■ **Tarefa curta 1**:
Reescreva as linhas da listagem, começando pela primeira e parando depois da linha que contém "362 323 L 347", e troque "wet" por "dry", sem alterar mais nada; entregue somente essas linhas.

■ **Trecho para leitura**:

__________________________________________________

Um stand-up materialista histórico

Por João Alexandre Peschanski.

O materialismo histórico aspira, ambiciosamente, a explicar toda a trajetória da história humana, de suas formas de organização primitivas ao presente e futuro. A ambição é talvez apenas comparável à teoria da evolução, de Charles Darwin, que apresentou um mecanismo, o teorema da seleção natural, que fundamenta uma direção universal na evolução dos organismos vivos. Especialmente no “Prefácio” de Para a crítica da economia política, de 1859, Marx defendeu que a história não é meramente o resultado de eventos específicos e relativamente independentes, o que a historiografia dominante então e hoje afirma, mas estruturalmente dependente de processos sistêmicos, que determinam o desenvolvimento histórico. A historiografia dominante e, também, algumas correntes dentro do marxismo – vide, a boa, mesmo que parcial, revisão de literatura de Ellen Meiksins Wood, em As origens do capitalismo (Zahar, 2001)   – sugerem que a história como um todo não é um objeto teórico válido e legítimo: a evolução histórica das sociedades é dominada por acasos, contingências, acidentes etc. e, no máximo, se pode ter teorias de eventos na história, de mudanças específicas ou de contextos históricos concretos.

Há vários autores atuais na tradição marxista que contribuíram ou contribuem ao debate sobre a teoria da história, como Richard Miller (Analyzing Marx, 1984), Alex Callinicos (Making History, 1988) e o vencedor do importante Prêmio Isaac Deutscher em 2011 Jairus Banaji (Theory as History, 2010). No Brasil, um importante aporte a esse debate foi de Jacob Gorender, em vários artigos. O filósofo analítico canadense G. A. Cohen — falecido em 2009 –, cuja principal obra, Karl Marx’s Theory of History: A Defence, de 1978 (novamente editada em 2000), sem tradução para o português, apresenta uma das melhores exposições da teoria da história marxista, que se pode dividir em seis teses: (1) a tendência das forças produtivas de desenvolverem-se positivamente; (2) um nível de desenvolvimento das forças produtivas só é compatível com alguns tipos de estrutura econômica; (3) no geral, as forças produtivas vão desenvolver-se até o ponto em que entram em contradição com as relações de produção; (4) quando há um interesse objetivo para transformar as relações de produção para permitir ou acelerar o desenvolvimento das forças produtivas, surge a capacidade política para transformá-las; (5) a contradição entre o desenvolvimento das forças produtivas e as relações de produção se resolve com a transformação das relações de produção; e (6) após o processo de transformação (transição), as relações de produção que emergem são as melhores para garantir o desenvolvimento das forças produtivas. Na edição 31 da revista Crítica Marxista, de 2010, há um dossiê especial sobre Cohen, coordenado por Angela Lazagna, que assina a apresentação, com textos do próprio Cohen, de Miller e de Grahame Lock (uma interessante comparação entre Cohen e Louis Althusser), que expõe de maneira consistente e mais detalhada do que este texto curto sua contribuição ao materialismo histórico.

__________________________________________________

■ **Tarefa curta 2**:
Segundo o texto sobre o materialismo histórico, em que ano faleceu o filósofo G. A. Cohen?

__________________________________________________

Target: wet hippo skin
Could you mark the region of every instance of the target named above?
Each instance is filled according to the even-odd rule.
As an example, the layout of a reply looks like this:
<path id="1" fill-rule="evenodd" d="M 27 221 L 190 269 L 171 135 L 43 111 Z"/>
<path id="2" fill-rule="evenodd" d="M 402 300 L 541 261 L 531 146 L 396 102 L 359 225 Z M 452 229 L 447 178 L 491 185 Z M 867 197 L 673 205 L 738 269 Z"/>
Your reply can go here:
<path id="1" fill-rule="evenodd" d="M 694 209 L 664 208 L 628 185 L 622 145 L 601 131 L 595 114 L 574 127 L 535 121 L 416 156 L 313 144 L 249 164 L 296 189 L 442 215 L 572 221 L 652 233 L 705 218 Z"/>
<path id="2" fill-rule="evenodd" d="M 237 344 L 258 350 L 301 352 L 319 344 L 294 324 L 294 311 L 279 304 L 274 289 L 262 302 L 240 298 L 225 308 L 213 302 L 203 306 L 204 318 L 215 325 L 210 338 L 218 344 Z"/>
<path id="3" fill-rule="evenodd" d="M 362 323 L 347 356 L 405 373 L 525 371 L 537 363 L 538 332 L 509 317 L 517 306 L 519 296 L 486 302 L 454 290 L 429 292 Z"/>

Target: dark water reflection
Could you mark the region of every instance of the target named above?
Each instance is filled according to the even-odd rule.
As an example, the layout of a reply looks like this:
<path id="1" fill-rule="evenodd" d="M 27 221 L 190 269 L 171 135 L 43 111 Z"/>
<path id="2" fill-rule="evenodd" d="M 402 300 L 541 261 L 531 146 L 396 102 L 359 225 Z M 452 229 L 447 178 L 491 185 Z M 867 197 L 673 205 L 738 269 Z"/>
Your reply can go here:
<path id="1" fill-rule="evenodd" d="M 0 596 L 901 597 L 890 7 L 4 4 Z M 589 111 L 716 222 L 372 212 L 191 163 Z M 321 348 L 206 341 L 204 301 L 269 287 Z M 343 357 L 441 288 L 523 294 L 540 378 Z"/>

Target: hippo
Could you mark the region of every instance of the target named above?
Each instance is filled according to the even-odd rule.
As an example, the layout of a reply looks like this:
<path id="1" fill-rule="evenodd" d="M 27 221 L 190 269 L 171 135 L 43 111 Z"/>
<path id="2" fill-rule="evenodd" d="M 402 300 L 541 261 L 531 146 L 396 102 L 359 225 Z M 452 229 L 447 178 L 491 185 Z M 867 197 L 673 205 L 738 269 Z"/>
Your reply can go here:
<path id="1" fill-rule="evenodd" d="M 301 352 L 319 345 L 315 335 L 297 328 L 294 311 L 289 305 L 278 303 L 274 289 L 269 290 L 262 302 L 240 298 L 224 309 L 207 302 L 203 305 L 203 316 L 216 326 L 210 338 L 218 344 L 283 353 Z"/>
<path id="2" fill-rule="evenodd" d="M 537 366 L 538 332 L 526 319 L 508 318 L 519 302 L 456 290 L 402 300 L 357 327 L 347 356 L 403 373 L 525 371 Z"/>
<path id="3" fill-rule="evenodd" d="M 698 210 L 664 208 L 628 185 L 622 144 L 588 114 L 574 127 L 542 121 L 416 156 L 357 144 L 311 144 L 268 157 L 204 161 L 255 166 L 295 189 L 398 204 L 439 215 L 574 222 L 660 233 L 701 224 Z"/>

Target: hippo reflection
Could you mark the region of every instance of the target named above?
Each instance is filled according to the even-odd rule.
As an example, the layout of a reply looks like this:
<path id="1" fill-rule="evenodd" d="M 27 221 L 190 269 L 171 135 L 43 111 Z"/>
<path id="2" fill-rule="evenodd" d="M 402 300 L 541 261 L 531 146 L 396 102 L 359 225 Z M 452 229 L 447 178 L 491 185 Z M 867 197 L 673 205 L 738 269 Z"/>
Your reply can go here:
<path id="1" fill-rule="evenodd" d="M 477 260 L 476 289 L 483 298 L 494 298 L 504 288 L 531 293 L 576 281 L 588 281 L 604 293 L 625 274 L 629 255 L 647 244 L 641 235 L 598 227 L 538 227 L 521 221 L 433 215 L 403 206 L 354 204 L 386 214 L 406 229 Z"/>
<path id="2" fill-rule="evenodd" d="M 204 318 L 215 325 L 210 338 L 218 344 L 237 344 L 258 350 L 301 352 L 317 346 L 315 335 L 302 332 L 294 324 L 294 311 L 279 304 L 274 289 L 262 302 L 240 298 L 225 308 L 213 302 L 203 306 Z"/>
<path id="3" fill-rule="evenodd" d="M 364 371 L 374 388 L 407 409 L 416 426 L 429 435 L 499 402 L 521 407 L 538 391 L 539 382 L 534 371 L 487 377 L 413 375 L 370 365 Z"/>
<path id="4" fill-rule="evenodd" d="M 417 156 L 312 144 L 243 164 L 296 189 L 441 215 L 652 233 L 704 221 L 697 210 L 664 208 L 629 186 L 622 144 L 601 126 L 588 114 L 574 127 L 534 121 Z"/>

__________________________________________________

■ **Resposta do exercício 1**:
Target: dry hippo skin
Could you mark the region of every instance of the target named above?
Each instance is filled according to the even-odd rule.
As an example, the layout of a reply looks like this:
<path id="1" fill-rule="evenodd" d="M 27 221 L 190 269 L 171 135 L 43 111 Z"/>
<path id="2" fill-rule="evenodd" d="M 402 300 L 541 261 L 531 146 L 396 102 L 359 225 Z M 452 229 L 447 178 L 491 185 Z M 867 197 L 673 205 L 738 269 Z"/>
Your reply can go here:
<path id="1" fill-rule="evenodd" d="M 694 209 L 664 208 L 628 185 L 622 145 L 601 131 L 595 114 L 574 127 L 535 121 L 416 156 L 313 144 L 249 164 L 296 189 L 442 215 L 572 221 L 652 233 L 705 218 Z"/>
<path id="2" fill-rule="evenodd" d="M 237 344 L 258 350 L 301 352 L 319 344 L 294 324 L 294 311 L 279 304 L 274 289 L 262 302 L 240 298 L 225 308 L 213 302 L 203 306 L 204 318 L 215 325 L 210 338 L 218 344 Z"/>
<path id="3" fill-rule="evenodd" d="M 362 323 L 347 356 L 405 373 L 525 371 L 537 363 L 538 332 L 509 317 L 517 306 L 519 296 L 486 302 L 454 290 L 429 292 Z"/>

■ **Resposta do exercício 2**:
G. A. Cohen faleceu em 2009.